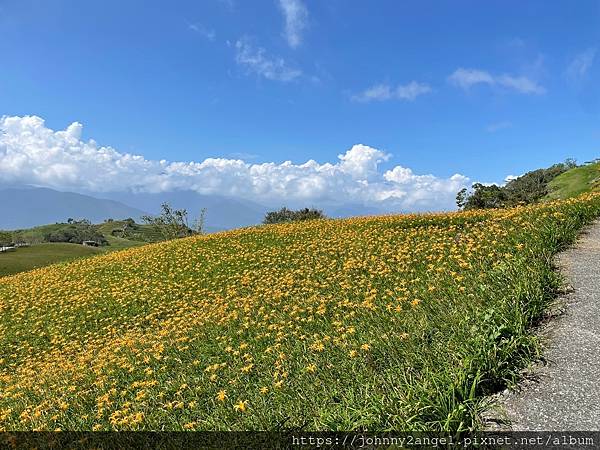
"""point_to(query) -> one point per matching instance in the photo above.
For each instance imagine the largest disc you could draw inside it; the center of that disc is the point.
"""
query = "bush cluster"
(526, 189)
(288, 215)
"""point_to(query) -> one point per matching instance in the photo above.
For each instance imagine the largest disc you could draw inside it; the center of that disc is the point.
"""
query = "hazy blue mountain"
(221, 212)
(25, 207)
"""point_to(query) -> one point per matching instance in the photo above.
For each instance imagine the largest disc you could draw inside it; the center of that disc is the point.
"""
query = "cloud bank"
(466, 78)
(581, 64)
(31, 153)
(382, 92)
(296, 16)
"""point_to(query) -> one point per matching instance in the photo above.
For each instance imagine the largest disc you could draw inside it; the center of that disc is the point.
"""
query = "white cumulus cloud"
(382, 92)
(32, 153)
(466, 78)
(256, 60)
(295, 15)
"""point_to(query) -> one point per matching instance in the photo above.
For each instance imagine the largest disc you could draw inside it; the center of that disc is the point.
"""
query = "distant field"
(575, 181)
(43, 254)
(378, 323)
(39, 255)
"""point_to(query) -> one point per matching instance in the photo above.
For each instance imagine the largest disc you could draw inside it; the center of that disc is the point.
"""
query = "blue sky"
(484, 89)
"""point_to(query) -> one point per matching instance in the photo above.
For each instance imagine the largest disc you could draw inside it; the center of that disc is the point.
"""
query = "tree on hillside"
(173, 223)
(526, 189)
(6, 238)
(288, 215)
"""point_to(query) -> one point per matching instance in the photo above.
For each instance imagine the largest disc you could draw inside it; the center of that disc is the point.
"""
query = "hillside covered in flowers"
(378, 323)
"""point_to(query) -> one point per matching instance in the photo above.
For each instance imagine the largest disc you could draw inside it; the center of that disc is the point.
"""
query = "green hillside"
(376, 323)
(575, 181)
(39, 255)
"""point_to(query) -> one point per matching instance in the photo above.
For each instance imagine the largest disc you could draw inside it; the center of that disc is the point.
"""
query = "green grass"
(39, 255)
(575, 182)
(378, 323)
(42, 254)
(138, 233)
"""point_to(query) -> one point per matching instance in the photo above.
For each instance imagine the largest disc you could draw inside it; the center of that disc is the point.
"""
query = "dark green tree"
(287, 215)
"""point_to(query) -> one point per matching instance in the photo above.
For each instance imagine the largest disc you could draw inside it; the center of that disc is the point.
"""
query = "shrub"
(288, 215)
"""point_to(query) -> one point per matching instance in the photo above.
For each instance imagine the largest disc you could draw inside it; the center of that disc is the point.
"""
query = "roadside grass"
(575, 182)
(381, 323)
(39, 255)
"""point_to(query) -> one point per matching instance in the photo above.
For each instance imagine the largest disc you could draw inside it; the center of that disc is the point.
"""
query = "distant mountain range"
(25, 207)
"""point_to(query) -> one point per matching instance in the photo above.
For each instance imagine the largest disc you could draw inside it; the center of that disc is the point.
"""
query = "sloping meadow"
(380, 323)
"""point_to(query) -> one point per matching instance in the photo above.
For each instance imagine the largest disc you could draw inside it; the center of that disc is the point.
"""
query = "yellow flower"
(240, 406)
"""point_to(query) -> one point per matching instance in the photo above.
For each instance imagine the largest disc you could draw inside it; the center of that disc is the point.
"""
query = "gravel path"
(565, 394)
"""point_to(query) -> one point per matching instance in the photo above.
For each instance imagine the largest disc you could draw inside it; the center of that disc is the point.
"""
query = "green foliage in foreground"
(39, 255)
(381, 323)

──────

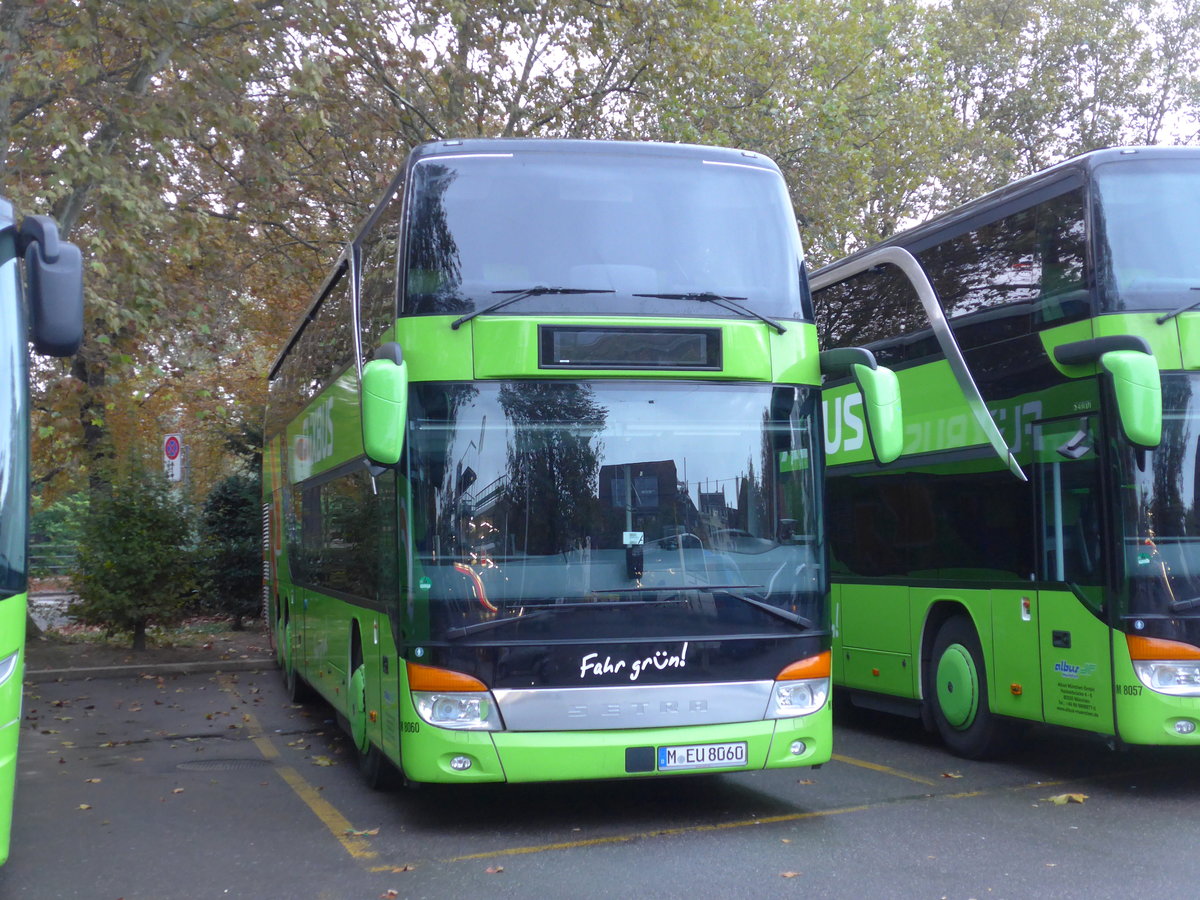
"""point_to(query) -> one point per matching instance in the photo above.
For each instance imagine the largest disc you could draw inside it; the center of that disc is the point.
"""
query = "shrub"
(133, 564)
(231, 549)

──────

→ Exercise prompt
Gather every line above that contains the string "blue", matching case exactly.

→ Written response
query = "hazy blue mountain"
query = "blue sky"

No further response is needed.